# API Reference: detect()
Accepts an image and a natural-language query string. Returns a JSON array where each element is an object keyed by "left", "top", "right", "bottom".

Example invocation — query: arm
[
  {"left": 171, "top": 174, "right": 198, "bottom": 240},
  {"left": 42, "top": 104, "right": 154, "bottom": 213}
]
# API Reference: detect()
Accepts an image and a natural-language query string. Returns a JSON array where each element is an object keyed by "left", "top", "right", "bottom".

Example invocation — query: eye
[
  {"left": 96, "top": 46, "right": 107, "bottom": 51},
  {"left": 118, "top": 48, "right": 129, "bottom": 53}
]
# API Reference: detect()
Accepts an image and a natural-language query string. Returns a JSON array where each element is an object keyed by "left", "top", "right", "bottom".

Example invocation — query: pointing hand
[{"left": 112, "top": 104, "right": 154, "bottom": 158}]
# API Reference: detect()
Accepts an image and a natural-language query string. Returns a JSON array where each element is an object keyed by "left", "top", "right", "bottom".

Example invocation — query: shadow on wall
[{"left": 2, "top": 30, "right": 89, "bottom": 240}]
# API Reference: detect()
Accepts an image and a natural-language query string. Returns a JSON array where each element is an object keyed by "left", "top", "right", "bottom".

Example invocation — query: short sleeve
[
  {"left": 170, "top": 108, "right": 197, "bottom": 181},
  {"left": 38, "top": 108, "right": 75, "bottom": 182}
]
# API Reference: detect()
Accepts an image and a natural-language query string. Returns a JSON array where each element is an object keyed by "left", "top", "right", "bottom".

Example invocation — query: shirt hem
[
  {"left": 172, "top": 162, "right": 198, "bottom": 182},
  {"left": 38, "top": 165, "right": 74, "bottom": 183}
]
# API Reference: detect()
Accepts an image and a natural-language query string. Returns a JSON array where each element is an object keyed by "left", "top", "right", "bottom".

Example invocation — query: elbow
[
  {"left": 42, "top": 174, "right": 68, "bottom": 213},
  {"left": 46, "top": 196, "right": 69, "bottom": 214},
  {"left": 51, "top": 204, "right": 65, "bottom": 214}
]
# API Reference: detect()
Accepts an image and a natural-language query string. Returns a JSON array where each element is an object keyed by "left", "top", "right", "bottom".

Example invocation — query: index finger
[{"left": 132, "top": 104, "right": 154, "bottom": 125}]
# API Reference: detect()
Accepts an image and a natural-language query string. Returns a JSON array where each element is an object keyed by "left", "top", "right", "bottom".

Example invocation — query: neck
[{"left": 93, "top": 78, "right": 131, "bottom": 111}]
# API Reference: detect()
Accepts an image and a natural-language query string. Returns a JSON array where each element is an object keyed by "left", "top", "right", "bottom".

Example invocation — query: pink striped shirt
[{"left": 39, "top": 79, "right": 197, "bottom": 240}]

EXERCISE: Look above for the line containing "Example invocation — query: shadow on wall"; reproduce it and every line after it through the end of the material, exactly, and nothing else.

ANSWER TO THIS PROBLEM:
Example invocation — query: shadow on wall
[{"left": 2, "top": 30, "right": 89, "bottom": 240}]
# API Reference: detect()
Accepts an image and a natural-language query string. Returns a JSON array where each element is an object keyed by "left", "top", "right", "bottom".

Example invocation — query: short sleeve
[
  {"left": 170, "top": 108, "right": 197, "bottom": 181},
  {"left": 38, "top": 108, "right": 75, "bottom": 182}
]
# API Reference: detect()
Accepts an image and a natural-language query string. Returns a JSON array where each element is an object keyed by "left", "top", "right", "bottom".

Example invocation — query: shirt hem
[
  {"left": 172, "top": 162, "right": 198, "bottom": 182},
  {"left": 38, "top": 165, "right": 74, "bottom": 183}
]
# API Reference: detect()
Accepts an image and a natural-language query string. Returns a JSON array where each element is an object keyed by "left", "top", "right", "bottom".

Example invocation — query: elbow
[
  {"left": 42, "top": 174, "right": 68, "bottom": 213},
  {"left": 46, "top": 196, "right": 69, "bottom": 214},
  {"left": 51, "top": 204, "right": 65, "bottom": 214}
]
# API Reference: detect()
Accepts an image and a natural-language query string. Returns a JSON array where each element is an object keyed by "left", "top", "right", "bottom".

Example invocation — query: index finger
[{"left": 132, "top": 104, "right": 154, "bottom": 125}]
# API Reference: detect()
Accepts an image and a natural-language query string. Returns a JSON array where each element is an object keyed by "left", "top", "right", "bottom".

Example invocation — query: neck
[{"left": 93, "top": 78, "right": 131, "bottom": 111}]
# API Reference: detect()
Accepts an image and a natural-language query string. Returns a JSON array where each element is an object keyed by "left", "top", "right", "bottom".

Example invocation — query: pink striped shirt
[{"left": 39, "top": 79, "right": 197, "bottom": 240}]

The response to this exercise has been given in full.